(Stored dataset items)
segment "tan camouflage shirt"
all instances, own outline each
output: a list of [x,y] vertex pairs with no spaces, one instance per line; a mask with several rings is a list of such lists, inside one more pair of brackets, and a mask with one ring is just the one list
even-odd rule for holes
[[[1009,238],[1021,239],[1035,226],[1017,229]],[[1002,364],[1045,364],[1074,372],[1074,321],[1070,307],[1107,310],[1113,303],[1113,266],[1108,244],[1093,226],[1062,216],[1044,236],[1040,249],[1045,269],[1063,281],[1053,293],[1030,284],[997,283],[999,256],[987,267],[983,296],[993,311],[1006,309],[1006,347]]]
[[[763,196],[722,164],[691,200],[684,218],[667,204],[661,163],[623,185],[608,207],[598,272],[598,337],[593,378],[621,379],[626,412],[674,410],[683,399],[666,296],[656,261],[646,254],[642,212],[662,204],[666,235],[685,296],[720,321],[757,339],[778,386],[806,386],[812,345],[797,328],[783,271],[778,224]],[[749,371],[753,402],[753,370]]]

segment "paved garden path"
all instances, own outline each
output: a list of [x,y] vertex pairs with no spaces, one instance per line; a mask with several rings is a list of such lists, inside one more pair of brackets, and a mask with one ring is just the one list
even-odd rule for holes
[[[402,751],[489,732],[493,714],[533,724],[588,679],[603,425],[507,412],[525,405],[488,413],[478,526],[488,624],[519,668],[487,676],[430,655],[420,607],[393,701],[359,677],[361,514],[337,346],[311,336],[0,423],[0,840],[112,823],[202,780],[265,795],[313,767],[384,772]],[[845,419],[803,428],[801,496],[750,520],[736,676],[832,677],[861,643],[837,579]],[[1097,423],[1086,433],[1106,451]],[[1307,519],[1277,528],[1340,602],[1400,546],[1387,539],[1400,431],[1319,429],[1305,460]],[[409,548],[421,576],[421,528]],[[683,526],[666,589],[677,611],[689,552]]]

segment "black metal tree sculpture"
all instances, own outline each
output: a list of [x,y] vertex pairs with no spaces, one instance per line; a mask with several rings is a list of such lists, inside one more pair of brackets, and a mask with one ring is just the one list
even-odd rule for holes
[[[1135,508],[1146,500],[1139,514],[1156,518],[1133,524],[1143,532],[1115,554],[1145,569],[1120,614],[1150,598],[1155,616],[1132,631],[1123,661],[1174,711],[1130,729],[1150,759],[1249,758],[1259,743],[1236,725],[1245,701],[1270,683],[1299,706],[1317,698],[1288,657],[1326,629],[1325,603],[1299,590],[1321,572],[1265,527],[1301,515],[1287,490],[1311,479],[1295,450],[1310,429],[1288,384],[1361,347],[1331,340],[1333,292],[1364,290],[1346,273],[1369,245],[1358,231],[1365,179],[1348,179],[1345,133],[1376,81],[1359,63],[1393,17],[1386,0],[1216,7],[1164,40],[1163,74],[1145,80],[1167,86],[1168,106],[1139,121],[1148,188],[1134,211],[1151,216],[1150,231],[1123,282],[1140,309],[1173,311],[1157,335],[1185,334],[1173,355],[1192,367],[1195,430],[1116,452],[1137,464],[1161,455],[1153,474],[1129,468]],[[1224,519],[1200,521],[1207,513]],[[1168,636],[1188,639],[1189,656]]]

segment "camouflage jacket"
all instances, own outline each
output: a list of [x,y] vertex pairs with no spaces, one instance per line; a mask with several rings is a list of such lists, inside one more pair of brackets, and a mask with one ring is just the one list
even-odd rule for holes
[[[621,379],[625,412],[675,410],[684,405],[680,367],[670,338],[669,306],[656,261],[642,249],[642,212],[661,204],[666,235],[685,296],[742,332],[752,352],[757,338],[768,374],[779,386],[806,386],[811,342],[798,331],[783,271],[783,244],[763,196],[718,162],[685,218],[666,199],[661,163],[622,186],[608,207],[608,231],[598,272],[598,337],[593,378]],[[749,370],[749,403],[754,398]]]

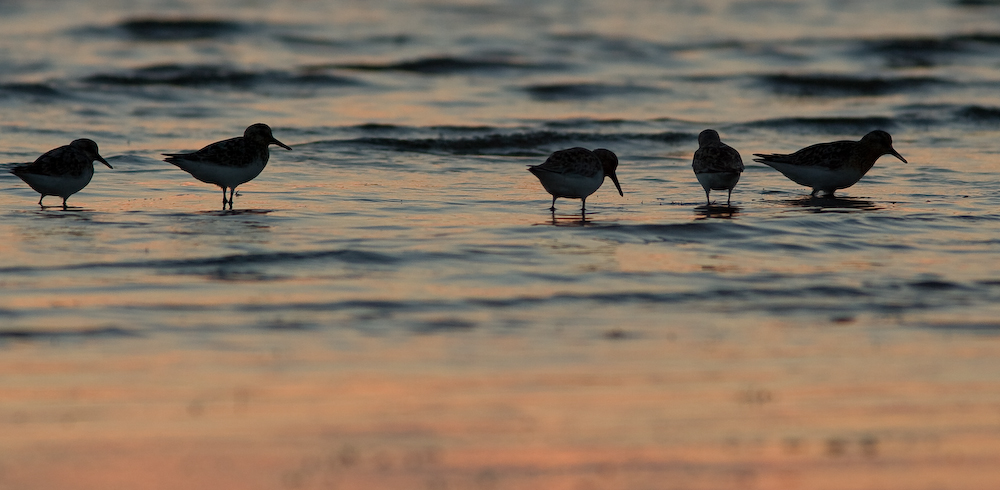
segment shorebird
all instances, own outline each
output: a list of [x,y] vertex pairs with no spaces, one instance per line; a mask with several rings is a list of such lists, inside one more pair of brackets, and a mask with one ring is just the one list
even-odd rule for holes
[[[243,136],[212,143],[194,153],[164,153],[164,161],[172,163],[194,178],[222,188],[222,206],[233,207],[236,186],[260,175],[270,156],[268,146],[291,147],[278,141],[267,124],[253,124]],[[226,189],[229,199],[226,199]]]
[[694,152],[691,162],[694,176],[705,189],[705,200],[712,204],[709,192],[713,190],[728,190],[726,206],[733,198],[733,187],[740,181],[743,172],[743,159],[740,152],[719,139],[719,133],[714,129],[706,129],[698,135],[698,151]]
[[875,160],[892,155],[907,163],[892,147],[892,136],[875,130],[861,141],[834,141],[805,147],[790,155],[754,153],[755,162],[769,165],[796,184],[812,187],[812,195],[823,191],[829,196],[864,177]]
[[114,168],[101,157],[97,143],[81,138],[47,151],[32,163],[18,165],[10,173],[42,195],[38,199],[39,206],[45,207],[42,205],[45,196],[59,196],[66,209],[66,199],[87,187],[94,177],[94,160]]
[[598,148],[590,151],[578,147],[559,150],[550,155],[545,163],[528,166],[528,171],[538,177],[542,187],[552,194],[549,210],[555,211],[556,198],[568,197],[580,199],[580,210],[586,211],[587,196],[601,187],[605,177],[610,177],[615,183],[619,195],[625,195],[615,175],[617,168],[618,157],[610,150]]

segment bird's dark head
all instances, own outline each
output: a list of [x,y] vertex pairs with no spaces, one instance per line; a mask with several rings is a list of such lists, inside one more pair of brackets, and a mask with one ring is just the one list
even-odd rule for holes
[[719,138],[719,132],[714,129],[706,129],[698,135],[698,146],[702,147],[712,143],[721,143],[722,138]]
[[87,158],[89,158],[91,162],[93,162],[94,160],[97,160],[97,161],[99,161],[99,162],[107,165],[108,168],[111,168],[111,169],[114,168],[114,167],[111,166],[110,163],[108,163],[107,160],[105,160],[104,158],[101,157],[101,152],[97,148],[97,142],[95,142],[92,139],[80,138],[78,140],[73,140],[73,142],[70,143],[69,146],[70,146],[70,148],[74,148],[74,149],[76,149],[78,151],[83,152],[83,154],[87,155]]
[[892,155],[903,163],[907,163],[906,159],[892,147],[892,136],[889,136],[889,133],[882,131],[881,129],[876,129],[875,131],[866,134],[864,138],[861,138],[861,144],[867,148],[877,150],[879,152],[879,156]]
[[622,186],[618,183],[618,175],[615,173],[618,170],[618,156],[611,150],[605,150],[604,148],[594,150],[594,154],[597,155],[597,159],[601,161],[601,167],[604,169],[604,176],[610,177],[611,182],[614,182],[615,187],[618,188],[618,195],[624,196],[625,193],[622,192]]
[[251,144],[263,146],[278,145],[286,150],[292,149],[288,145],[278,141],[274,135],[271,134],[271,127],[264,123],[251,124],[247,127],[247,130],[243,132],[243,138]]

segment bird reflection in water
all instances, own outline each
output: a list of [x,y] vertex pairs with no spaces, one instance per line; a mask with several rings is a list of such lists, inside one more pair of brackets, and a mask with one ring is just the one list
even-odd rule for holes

> _Task to carry out_
Please go through the data above and copy each line that has the word "camouflage".

> _Reply_
segment "tan camouflage shirt"
segment "camouflage jacket"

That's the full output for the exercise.